----- SOURCE EXTRACT

Through enrollment in this program, eligible households can receive a $30 monthly discount on internet service (Lifeline offers only $9.25) or up to a $75 per month discount (Lifeline offers just $34.25) for households on Tribal lands. Households can also receive up to a $100 discount for a one-time purchase of a laptop, desktop computer, or tablet.
Park says these benefits could have a major positive impact on families struggling to meet their monthly payments.
“We’re experiencing the highest inflation in 40 years, and paychecks can’t cover the rising costs of housing, food, utilities, including broadband service,” she says. “The ACP benefit should help lighten the monthly financial burdens that low-income households face and allow them to stay connected and online.”
While 10 million enrollments in the program’s first two months is nothing to scoff at, it still may be significantly less than the number of households eligible for the program, according to a report published by the Benton Institute for Broadband and Society that looked at similar criteria for the Emergency Broadband Benefit. In the report, the authors write that 36 million Americans may qualify to receive this discount, meaning a little less than a third of eligible households have enrolled thus far.

----------
----- DATASET CONTENT

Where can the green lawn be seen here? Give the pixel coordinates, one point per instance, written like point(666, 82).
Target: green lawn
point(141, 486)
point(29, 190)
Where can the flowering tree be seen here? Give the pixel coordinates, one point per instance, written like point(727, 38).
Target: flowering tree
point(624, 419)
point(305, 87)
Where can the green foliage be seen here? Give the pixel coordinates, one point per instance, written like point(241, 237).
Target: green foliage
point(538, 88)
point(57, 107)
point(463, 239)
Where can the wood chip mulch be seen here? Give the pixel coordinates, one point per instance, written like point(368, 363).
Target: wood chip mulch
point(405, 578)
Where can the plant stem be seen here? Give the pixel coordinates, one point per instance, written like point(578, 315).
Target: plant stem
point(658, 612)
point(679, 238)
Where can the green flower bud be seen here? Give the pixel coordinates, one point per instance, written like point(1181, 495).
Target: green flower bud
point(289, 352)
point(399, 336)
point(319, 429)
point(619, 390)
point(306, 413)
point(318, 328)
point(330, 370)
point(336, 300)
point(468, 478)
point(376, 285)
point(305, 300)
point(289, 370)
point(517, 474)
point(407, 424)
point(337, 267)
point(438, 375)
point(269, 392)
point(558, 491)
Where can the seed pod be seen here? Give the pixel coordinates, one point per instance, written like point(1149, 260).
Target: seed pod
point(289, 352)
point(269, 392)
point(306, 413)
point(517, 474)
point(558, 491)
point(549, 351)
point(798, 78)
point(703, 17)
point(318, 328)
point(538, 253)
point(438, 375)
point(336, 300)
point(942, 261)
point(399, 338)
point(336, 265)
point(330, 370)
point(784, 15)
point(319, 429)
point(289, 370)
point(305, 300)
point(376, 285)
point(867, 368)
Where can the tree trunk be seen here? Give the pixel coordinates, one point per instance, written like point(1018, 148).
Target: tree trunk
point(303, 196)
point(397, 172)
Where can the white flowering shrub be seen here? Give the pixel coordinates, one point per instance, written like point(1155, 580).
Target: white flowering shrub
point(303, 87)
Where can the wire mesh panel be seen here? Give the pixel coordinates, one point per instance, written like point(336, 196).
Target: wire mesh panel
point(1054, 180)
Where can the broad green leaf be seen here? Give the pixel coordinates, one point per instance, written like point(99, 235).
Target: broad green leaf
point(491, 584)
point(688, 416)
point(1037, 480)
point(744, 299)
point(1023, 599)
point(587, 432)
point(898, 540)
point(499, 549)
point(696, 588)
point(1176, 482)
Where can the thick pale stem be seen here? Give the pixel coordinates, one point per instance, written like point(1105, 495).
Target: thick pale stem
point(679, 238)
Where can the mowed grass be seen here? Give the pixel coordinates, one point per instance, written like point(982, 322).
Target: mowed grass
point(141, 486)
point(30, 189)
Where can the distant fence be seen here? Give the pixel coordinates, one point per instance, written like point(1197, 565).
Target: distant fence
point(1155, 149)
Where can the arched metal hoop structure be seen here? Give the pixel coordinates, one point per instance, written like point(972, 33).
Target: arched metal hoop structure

----------

COMPLETE THE FOLLOWING
1. According to the broadband discount passage, what is the maximum discount households can receive for a one-time purchase of a laptop, desktop computer, or tablet?
2. Quote the broadband discount passage word for word between "Through enrollment in" and "computer, or tablet.", inclusive.

ACTIVITY ANSWERS
1. Up to $100.

2.
Through enrollment in this program, eligible households can receive a $30 monthly discount on internet service (Lifeline offers only $9.25) or up to a $75 per month discount (Lifeline offers just $34.25) for households on Tribal lands. Households can also receive up to a $100 discount for a one-time purchase of a laptop, desktop computer, or tablet.